*Given passage*:
When I went to a Becoming an Outdoors Women (BOW) weekend, a local company was supposed to come out with women's hunting clothes for a fashion show but they didn't make it for some reason (I think it was a family issue). I can't remember the name of the company. If anyone talks to Lynn Marla at the DNR, she may know who they are.


----------



## autumnlovr (Jul 21, 2003)

I did a Google search and came up with a few....I can't vouch for any of them since I haven't used them.

http://www.shehunts.com/

http://www.shesafari.com/

http://www.basspro.com/webapp/wcs/s...HULN_OS_HUNTINGCLOTHING_LADIESHUNTINGCLOTHING

http://www.eders.com/Hunting_Clothi...html?&Customer_id=6169391&st3=YXHPJ678177530&

https://id306.securedata.net/highma...th=2_4&mmsid=4fdb32e188b0664eb8986adced1f00bb

http://www.mackspw.com/ItemList--Women’s-Hunting-Clothing--m-379

And of course, Bass Pro and Cabela's claim to stock women's sizes. There seem to be a lot of companies that offer "women's hunting clothes" but when you get to that section of their webpage...there isn't much selection.

*Work to complete*:
- 1) Translate this sentence from the thread on women's hunting clothes into Spanish: "And of course, Bass Pro and Cabela's claim to stock women's sizes."
- 2) Answer these from the thread on women's hunting clothes:
(a) What was the local company supposed to bring to the BOW weekend?
(b) Who at the DNR might know the company's name?
(c) Which two retailers does autumnlovr say claim to stock women's sizes?
- 3) Extend the thread on women's hunting clothes, starting after its last sentence.
The records that come next have no connection to the forum thread on women's hunting clothes.

*Record list*:

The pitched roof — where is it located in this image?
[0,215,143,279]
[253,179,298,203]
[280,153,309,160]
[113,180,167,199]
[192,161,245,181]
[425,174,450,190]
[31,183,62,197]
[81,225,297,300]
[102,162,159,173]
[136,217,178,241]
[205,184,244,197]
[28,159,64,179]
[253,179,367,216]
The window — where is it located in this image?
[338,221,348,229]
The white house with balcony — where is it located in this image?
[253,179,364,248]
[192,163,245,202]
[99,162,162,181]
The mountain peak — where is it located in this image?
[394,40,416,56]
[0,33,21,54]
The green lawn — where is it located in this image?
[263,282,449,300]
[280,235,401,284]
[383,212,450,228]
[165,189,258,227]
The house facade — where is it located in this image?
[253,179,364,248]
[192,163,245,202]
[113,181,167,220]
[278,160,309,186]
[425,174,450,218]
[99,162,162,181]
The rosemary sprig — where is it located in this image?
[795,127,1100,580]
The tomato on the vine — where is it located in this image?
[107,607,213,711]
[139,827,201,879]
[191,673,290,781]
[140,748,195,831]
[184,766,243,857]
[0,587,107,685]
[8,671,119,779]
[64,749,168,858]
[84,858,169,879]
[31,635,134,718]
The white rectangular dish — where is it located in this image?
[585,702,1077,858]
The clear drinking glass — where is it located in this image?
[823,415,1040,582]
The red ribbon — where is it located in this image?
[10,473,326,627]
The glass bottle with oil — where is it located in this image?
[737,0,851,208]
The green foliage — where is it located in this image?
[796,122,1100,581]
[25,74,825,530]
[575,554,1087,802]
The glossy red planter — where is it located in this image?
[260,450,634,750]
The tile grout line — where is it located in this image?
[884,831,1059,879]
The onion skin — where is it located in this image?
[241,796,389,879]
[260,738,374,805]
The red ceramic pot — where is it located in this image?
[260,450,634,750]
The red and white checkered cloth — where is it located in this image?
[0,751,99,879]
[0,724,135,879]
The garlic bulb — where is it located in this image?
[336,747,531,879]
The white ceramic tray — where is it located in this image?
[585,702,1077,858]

*Answers by task*:
- 1) Y, por supuesto, Bass Pro y Cabela's afirman tener tallas para mujer.

- 2)
(a) Women's hunting clothes for a fashion show
(b) Lynn Marla
(c) Bass Pro and Cabela's

- 3)
----------



## wyldkat49766 (Apr 21, 2007)

Good idea Autumn. Im 5'2" but have an inseam of 25 inches. Got my grandma's short legs. 
I wonder if some of us women on here shouldn't start up a business......


----------



## hartman886 (Aug 29, 2004)

Cabeals will custom hem some of their pants. (for free). I have bought several pair that way. Some of the mens clothing too comes in short lengths that have an inseam of 30 inches (such as some hunting bibs). I've even gotten some on ebay.

I've had better luck with Bass pro for boots, but cabelas for coats, and for warmer weather hunting I go with sweatpants from Walmart.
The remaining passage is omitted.